• Provided text
===============

POT 04/11/13 Div $0.28USD per share
XE 04/11/13 historical $1USD = 1.0108486696CAD
$0.28USD = $0.2830CAD per share

Received *$28.30CAD* on 05/02/13 for 100 shares

Use the pay date instead?
XE 05/02/13 historical $1USD = 1.0085866157CAD
$0.28USD per share = $28.24CAD for 100

Now the challenge is for someone with TDWH to post an unadulterated screen shot of their POT 04/11/13 dividend instead of dancing around the subject


----------



## mrPPincer (Nov 21, 2011)

The conversion rate should be the Bank of Canada closing rate on the day the company pays the dividend, not the day your brokerage processes the dividend.

m3s, in your example above you used the april 11 mid-market rates from the xe calculator
according to my records* (a printout from my G&M porfolio page) the BoC closing rate for april 11 was US$=C1.0107), 

So if POT paid out a $0.28USD dividend, 
then at BoC closing rates, the dividend was worth $0.282996CAD, or C$28.30 for 100 shares, *exactly what you were paid !!!*
You said you have your POT shares with Questrade??


pablito,

TDW typically pockets about 1.9% in the first conversion from $USD to $CAD regardless of whether you drip or not

If you drip, the amount pocketed by TDW on the conversion back from $CAD to $USD is less, usually an additional 0.9% or so, on top of the 1.9% or so that gets taken from every Canadian that has $US divys with TDW in a registered account,

so you are gonna get stung by TDW regardless; if you want the extra shares, you may as well drip them, the additional 0.9% is less than a simple one-way conversion plus trading fees.. unless you do a Norbert's gambit and buy a large amount of shares, your choice.



*The closing rates for $USD to $CAD can be found on the Bank of Canada website; I didn't see the historical rate for april 11 2013 there, but I've found that the conversion rates on my Globe Porflioio printouts are always the same as the posted closing rates on the BoC website.


----------



## m3s (Apr 3, 2010)

mrPPincer said:


> So if POT paid out a $0.28USD dividend,
> then at BoC closing rates, the dividend was worth $0.282996CAD, or C$28.30 for 100 shares, *exactly what you were paid !!!*
> You said you have your POT shares with Questrade??


Yes there is a $28.30CAD paid from POT $0.28USD dividend on my last Questrade statement

I find it hard to believe they wouldn't take at least the 1.50% though. humble said others calculated a fee on ABX divvies at Questrade, and I wouldn't be surprised. Need more examples I think


----------



## mrPPincer (Nov 21, 2011)

===============

• Written tasks
**1.** Using the dividend conversion thread, decide whether each statement agrees with it, answering yes or no and quoting the words that settle it. (a) mrPPincer says the conversion rate should be taken on the day the brokerage processes the dividend. (b) m3s's Questrade statement shows $28.30CAD paid from the POT $0.28USD dividend. (c) mrPPincer found the historical rate for April 11, 2013 on the Bank of Canada website.
**2.** In the dividend conversion thread, about what percentage does TDW typically keep on the first conversion from $USD to $CAD?
The items after this point play no part here.

• Data shown
===============

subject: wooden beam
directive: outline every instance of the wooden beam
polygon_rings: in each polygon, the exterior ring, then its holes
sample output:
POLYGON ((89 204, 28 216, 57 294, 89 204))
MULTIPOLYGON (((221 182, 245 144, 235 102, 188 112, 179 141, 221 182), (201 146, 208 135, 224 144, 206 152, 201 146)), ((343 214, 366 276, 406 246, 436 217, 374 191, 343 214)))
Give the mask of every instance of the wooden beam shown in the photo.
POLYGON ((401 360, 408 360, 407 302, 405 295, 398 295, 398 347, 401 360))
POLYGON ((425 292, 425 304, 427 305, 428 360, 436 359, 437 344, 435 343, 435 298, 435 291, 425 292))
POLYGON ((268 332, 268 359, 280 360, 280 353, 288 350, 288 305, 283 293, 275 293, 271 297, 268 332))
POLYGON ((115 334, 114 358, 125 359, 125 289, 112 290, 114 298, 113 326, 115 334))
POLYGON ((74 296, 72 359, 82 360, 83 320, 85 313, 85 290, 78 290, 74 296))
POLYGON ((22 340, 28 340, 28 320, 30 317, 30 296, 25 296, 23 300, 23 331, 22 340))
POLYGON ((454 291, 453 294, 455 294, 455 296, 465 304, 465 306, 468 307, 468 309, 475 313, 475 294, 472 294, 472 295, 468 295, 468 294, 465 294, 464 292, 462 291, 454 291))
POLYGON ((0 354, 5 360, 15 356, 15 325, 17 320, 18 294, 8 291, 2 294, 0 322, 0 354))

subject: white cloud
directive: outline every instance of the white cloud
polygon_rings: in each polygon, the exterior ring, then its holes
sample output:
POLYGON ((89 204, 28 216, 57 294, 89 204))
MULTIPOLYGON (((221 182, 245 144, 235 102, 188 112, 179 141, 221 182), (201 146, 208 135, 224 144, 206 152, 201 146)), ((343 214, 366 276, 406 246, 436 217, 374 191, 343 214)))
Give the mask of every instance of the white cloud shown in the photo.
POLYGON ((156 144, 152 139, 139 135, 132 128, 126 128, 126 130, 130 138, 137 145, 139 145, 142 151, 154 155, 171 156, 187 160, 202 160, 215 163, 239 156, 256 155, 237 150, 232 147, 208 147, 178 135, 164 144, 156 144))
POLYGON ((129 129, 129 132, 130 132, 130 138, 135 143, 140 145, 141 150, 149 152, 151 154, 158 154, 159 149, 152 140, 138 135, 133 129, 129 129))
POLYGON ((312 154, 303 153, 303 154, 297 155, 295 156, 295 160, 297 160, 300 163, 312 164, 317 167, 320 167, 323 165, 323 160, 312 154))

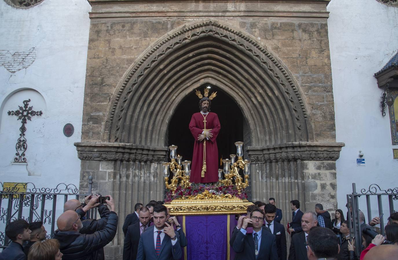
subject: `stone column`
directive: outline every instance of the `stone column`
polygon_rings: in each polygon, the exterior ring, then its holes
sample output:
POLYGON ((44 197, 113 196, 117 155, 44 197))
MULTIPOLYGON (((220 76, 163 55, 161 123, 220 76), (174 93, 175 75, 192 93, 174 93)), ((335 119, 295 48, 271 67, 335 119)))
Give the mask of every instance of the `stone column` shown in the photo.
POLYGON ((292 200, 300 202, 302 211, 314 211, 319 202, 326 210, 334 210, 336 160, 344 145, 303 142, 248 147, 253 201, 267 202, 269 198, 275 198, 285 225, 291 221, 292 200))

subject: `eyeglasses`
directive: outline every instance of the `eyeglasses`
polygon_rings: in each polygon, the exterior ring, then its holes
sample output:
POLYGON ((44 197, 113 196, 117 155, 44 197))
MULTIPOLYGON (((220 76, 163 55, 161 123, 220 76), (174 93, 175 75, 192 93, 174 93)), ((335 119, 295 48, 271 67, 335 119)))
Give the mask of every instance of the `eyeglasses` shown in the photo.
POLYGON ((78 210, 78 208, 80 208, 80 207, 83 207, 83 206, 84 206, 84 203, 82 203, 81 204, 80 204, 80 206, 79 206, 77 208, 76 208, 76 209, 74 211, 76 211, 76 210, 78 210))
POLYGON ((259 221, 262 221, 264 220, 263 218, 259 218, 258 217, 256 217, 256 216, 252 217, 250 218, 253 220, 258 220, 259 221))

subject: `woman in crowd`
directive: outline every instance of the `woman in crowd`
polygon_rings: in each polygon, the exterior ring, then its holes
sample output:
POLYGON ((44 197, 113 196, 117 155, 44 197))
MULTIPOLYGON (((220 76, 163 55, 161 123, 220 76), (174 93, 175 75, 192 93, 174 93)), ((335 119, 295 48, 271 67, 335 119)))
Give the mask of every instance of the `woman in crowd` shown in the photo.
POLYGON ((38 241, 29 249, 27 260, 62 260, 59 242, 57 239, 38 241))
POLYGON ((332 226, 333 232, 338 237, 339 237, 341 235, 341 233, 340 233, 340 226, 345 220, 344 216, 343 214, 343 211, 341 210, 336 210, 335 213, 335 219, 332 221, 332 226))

===============

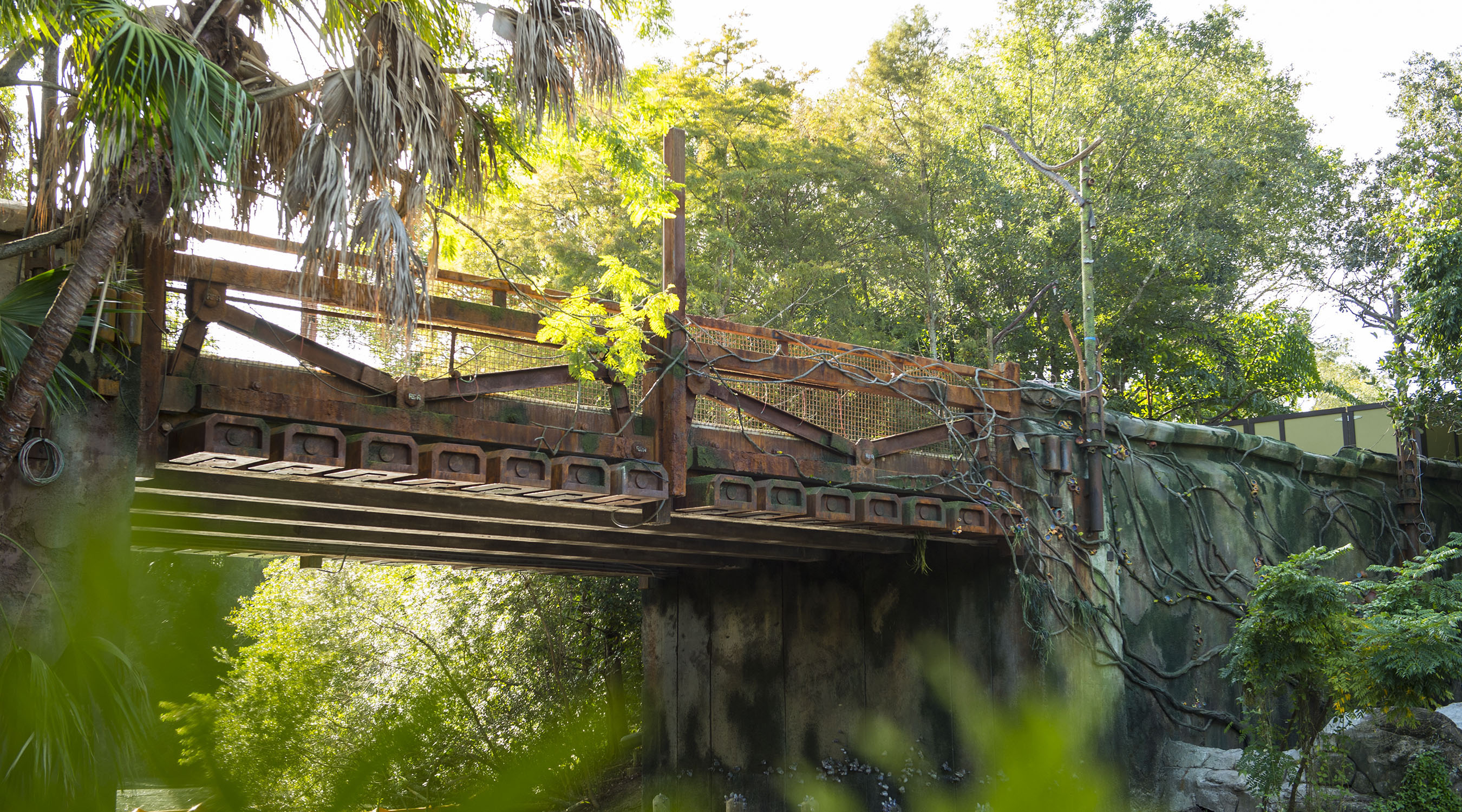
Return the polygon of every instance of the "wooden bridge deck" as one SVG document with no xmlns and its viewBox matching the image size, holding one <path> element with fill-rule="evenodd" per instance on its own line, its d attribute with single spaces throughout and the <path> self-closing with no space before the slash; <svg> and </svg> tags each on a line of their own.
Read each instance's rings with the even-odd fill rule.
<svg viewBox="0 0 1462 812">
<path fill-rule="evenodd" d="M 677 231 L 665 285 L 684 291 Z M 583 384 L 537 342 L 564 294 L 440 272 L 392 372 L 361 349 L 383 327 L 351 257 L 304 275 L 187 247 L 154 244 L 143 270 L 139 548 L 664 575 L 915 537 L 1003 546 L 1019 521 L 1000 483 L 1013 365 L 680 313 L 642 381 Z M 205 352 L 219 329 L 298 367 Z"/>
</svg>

===============

• The results
**1.**
(a) No: "not the day your brokerage processes the dividend."
(b) Yes: "Yes there is a $28.30CAD paid from POT $0.28USD dividend on my last Questrade statement"
(c) No: "I didn't see the historical rate for april 11 2013 there"

**2.** About 1.9%.